# GIVEN PROBLEM
Quote the lines from the line holding "and white stripe" to the very end of the listing, exactly, and no others.

# DATA PROVIDED

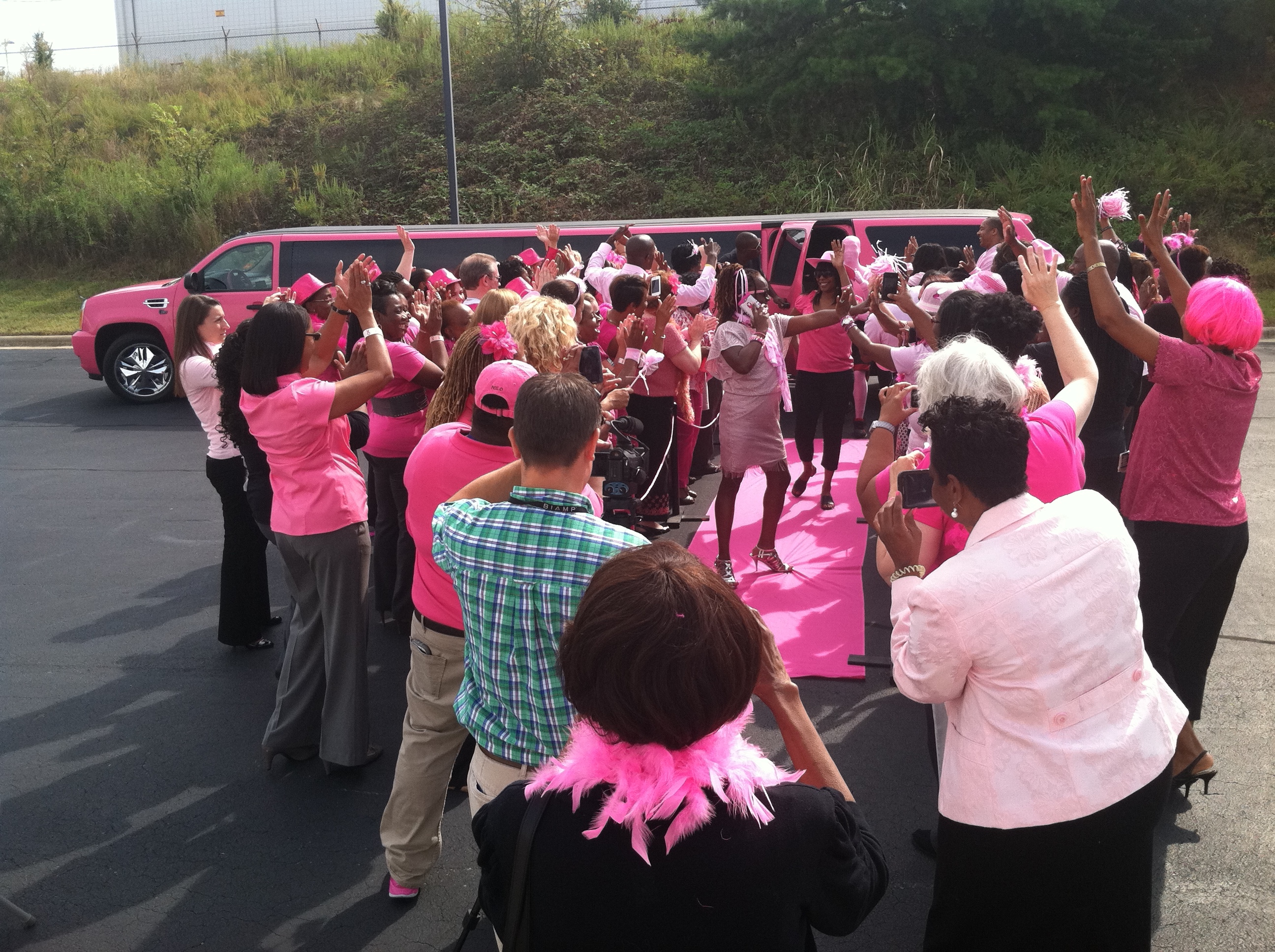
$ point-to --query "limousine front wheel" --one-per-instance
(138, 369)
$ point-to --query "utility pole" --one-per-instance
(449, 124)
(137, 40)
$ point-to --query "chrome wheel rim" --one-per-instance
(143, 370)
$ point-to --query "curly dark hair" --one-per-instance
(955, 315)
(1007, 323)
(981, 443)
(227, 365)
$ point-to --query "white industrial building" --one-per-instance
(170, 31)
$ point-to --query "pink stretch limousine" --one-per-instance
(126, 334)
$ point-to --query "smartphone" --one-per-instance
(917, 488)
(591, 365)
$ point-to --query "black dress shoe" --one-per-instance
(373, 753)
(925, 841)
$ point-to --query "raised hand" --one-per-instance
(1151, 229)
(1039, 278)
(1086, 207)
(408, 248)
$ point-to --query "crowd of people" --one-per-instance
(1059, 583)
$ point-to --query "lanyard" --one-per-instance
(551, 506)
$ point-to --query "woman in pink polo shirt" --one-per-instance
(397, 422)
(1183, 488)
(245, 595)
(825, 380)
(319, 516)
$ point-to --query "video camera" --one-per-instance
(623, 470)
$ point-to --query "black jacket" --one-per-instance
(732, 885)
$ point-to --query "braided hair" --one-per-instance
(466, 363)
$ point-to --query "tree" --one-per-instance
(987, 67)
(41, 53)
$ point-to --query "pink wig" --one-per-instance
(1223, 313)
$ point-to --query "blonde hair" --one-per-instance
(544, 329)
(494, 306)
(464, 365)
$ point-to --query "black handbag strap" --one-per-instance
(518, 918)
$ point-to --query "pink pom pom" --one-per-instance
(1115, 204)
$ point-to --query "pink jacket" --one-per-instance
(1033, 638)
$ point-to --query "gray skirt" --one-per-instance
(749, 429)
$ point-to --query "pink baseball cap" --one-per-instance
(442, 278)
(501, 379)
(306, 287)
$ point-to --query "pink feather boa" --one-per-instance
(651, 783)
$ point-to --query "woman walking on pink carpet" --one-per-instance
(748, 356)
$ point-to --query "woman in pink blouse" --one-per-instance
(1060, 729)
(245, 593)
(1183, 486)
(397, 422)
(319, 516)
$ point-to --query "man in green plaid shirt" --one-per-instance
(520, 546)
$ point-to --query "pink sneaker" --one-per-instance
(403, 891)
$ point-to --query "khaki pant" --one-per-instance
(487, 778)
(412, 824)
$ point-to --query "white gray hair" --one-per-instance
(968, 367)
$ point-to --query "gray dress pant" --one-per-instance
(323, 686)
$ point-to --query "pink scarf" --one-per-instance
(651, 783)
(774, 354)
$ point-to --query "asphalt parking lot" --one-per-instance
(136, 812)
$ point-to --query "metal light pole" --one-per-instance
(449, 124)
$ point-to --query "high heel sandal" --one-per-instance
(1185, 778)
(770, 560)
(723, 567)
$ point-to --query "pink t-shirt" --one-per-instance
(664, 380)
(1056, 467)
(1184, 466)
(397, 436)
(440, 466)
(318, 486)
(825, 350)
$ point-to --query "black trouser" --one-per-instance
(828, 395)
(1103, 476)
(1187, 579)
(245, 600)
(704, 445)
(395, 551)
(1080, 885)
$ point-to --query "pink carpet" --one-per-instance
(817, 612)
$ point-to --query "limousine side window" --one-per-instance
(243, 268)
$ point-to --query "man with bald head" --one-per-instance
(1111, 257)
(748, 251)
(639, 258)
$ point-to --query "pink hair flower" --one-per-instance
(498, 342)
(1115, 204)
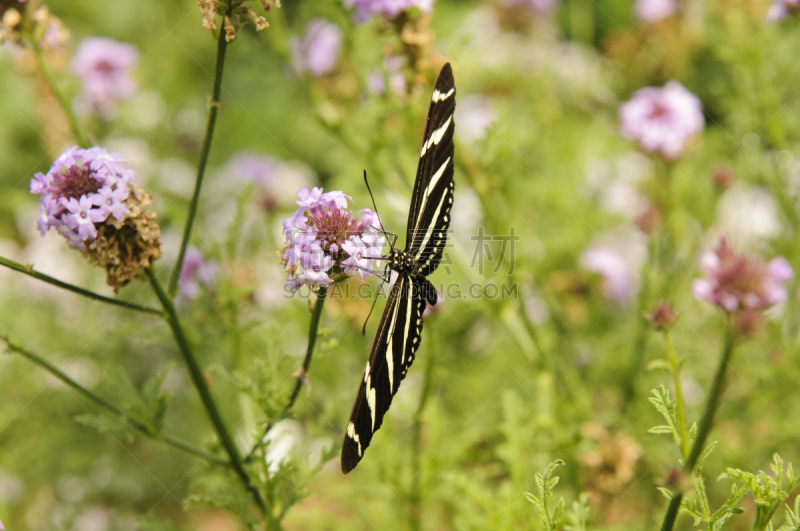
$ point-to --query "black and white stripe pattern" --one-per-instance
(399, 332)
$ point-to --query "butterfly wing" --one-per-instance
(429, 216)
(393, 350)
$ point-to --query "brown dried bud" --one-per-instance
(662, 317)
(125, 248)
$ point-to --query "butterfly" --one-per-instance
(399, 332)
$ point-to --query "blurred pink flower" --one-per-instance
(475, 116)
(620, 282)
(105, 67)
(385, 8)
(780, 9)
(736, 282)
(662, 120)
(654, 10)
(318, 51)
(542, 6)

# EXERCISE RESPONSE
$ point-to --query "black and white stripe pattern" --one-per-instance
(399, 332)
$ point-to --query "butterfly wing" --one-per-instance
(429, 216)
(393, 350)
$ point-to --query "brown dried bud" --one-per-instance
(662, 317)
(125, 248)
$ point-to --query "butterfly" --one-per-instance
(399, 332)
$ point-to --query "blurred pink flower" --one-per-instance
(475, 116)
(620, 282)
(105, 67)
(385, 8)
(780, 9)
(736, 282)
(662, 120)
(654, 10)
(318, 51)
(542, 6)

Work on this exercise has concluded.